- YOUR GOAL
All entries below must be retyped exactly, though pictures are to be skipped.
--- RECORDS FOR THE EXERCISE Enclosed Below ---
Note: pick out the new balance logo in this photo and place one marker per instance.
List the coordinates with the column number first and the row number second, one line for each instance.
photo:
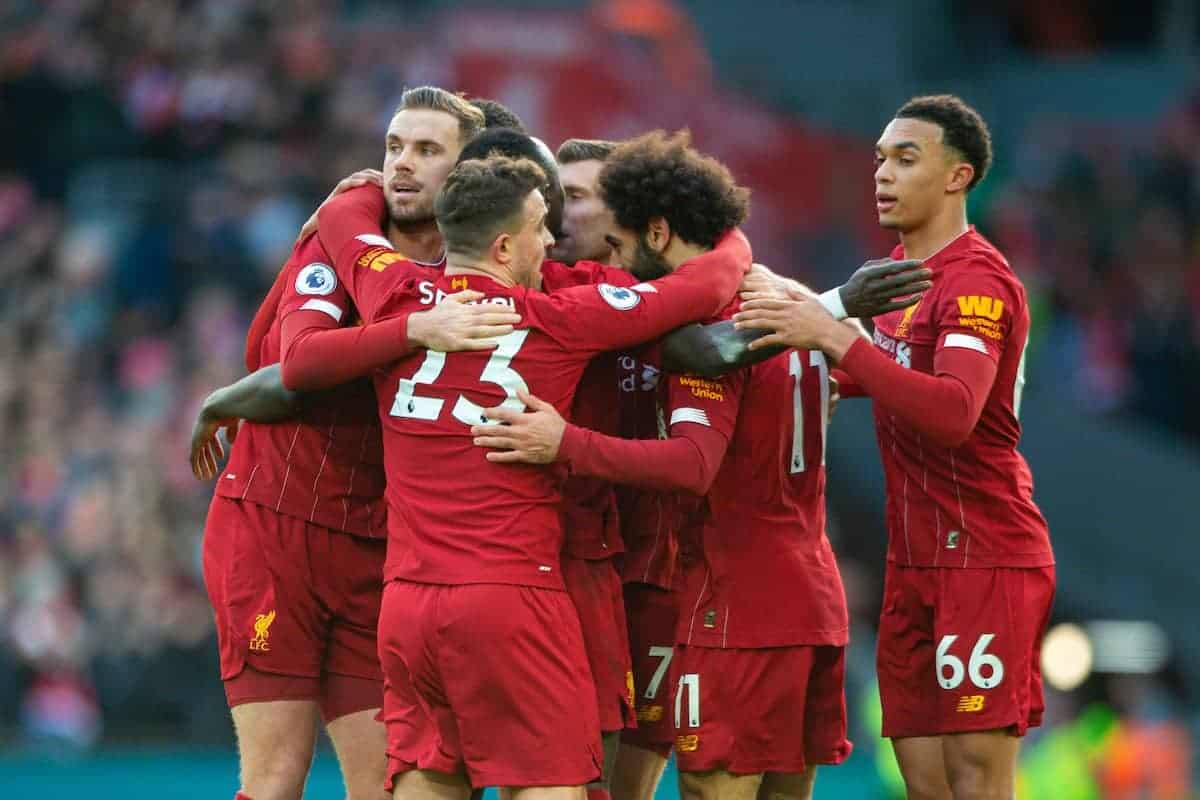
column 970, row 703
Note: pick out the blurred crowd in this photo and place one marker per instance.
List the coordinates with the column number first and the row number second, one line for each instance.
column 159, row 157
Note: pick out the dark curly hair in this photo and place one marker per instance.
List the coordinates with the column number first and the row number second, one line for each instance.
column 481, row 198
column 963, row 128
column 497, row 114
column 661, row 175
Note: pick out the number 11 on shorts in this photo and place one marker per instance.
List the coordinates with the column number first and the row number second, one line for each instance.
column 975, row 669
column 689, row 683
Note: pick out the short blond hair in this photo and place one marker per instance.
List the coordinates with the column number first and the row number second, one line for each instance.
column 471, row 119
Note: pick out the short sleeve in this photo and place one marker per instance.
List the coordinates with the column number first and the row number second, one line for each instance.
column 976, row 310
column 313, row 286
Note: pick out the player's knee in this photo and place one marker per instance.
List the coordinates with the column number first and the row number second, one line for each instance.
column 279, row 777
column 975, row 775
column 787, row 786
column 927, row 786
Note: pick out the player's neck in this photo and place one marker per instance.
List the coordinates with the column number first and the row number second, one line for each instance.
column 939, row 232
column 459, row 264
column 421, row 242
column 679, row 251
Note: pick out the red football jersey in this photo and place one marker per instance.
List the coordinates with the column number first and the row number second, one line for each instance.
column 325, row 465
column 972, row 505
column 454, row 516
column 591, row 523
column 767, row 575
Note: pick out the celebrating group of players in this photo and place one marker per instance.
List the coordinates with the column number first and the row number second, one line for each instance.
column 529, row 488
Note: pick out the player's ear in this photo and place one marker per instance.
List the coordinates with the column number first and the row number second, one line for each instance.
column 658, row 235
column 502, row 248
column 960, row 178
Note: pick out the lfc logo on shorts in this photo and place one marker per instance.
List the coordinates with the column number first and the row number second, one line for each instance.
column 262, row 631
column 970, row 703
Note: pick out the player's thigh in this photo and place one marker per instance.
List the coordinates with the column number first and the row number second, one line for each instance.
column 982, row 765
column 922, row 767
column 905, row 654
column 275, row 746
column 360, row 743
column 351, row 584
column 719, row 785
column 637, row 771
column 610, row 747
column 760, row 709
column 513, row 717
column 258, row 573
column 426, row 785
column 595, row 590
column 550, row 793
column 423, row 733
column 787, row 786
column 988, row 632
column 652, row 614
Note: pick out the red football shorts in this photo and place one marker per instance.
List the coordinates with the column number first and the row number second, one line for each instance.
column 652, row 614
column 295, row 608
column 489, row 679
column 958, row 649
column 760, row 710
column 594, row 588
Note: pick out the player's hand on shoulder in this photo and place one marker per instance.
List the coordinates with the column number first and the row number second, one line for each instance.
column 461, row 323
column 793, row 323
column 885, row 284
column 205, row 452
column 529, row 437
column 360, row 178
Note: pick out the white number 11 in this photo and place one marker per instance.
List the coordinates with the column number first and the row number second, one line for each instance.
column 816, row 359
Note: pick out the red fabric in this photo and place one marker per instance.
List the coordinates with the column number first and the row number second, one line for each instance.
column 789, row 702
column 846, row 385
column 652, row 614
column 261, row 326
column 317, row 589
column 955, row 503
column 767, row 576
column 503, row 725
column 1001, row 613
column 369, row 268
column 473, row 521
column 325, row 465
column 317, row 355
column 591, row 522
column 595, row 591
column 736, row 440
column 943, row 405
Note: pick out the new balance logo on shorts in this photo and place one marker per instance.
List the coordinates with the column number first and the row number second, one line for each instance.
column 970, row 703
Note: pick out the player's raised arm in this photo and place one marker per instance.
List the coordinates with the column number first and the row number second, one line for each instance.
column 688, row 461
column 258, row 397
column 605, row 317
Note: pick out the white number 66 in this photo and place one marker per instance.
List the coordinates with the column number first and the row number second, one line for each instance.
--- End of Enclosed RECORDS FOR THE EXERCISE ---
- PROBLEM SOLUTION
Note: pick out the new balance logo in this photo and place one marker per instance.
List the coordinates with the column number first and the row number second, one line for each instance.
photo:
column 970, row 703
Note: pick out the blurred crowd in this photo and place one marker per instance.
List the coordinates with the column number first and the row number second, one line for each instance.
column 159, row 157
Note: pick out the dark curly hair in this photo and place one marker per instance.
List the coordinates with the column number first and the row number second, one line for each instance.
column 481, row 198
column 963, row 128
column 497, row 114
column 661, row 175
Note: pick out the number 11 on shorts in this photo and place one marker per instance.
List the coordinates with the column number first and the row number second, one line for each instance.
column 975, row 669
column 689, row 683
Note: pick out the short blond hair in this photo and place one marker per instance.
List the coordinates with the column number first and the row number second, one line for each instance.
column 471, row 119
Note: pick out the short sleeve in this photo and place one marker per instance.
List the coordinates with the column number first and the row number second, one line for each instance.
column 976, row 310
column 313, row 286
Note: pick out the player's knee in this photo and place one marker per instance.
List the coordinates with the column number first and the row number second, one line for each instance.
column 279, row 777
column 975, row 775
column 787, row 786
column 927, row 786
Note: pick out the player's neck in this photo and place one marker per instance.
List the coordinates with the column number first and the row number second, one line for each instance.
column 939, row 232
column 459, row 264
column 421, row 242
column 679, row 251
Note: pick out the red football jersey in this photo and place one marker per instance.
List the coordinates with the column number first and the row number second, one line for each instance.
column 325, row 465
column 972, row 505
column 454, row 516
column 591, row 523
column 767, row 575
Note: pick out the celebrating group of players in this photo and place one marker per instance.
List the coordinates with the column number first and the row number second, one line for each instance.
column 529, row 488
Note: pick out the player's ear in this photo and place one marker per instance.
List the coordinates with the column number first and the row number second, one line for each instance.
column 658, row 235
column 502, row 248
column 960, row 178
Note: pick out the lfc logo on shorts in this photo and place one marker per instance.
List the coordinates with the column number first and the row number second, one line for each instance.
column 262, row 631
column 970, row 703
Note: pick out the player's thigh in this photo and place one marker per instance.
List the coordinates with the column number first and the row number second, one line for each instance.
column 982, row 765
column 922, row 767
column 905, row 654
column 275, row 746
column 360, row 743
column 351, row 584
column 719, row 785
column 637, row 771
column 610, row 747
column 760, row 709
column 513, row 717
column 258, row 573
column 426, row 785
column 595, row 590
column 550, row 793
column 423, row 733
column 787, row 786
column 988, row 632
column 652, row 614
Note: pick out the red football shorts in this photo and place one marker per instance.
List the coordinates with the column number first and the row number second, one line for each instance.
column 652, row 614
column 295, row 608
column 489, row 679
column 958, row 649
column 760, row 710
column 594, row 588
Note: pick out the player's hand on shoulder in this photo and place one marker per instance.
List the coordinates with the column number first and the row number second, one line for each instance.
column 461, row 323
column 793, row 323
column 885, row 284
column 205, row 452
column 529, row 437
column 360, row 178
Note: pick out the white number 11 in this photo and place one marker per instance.
List the coordinates with the column number first and the row number second, one line for each instance.
column 816, row 359
Note: pick out the red fabric in this photo and place one marker per instance.
List the coordinates with the column number first and the row number second, one line for each instance.
column 789, row 702
column 846, row 385
column 652, row 614
column 261, row 326
column 317, row 589
column 955, row 503
column 767, row 576
column 503, row 725
column 1001, row 613
column 369, row 268
column 473, row 521
column 325, row 465
column 317, row 355
column 591, row 522
column 595, row 591
column 736, row 440
column 943, row 405
Note: pick out the new balance logo on shorts in this photo and place one marker per instance.
List the coordinates with the column number first and the row number second, one line for each instance.
column 970, row 703
Note: pick out the player's raised arm in this photo and place one marker per instance.
List the coordinates with the column number first and the row number second, one line for each instance.
column 688, row 461
column 258, row 397
column 605, row 317
Note: pick out the white number 66 in this photo and place one marker per instance.
List the coordinates with the column number first and the row number second, one line for each instance.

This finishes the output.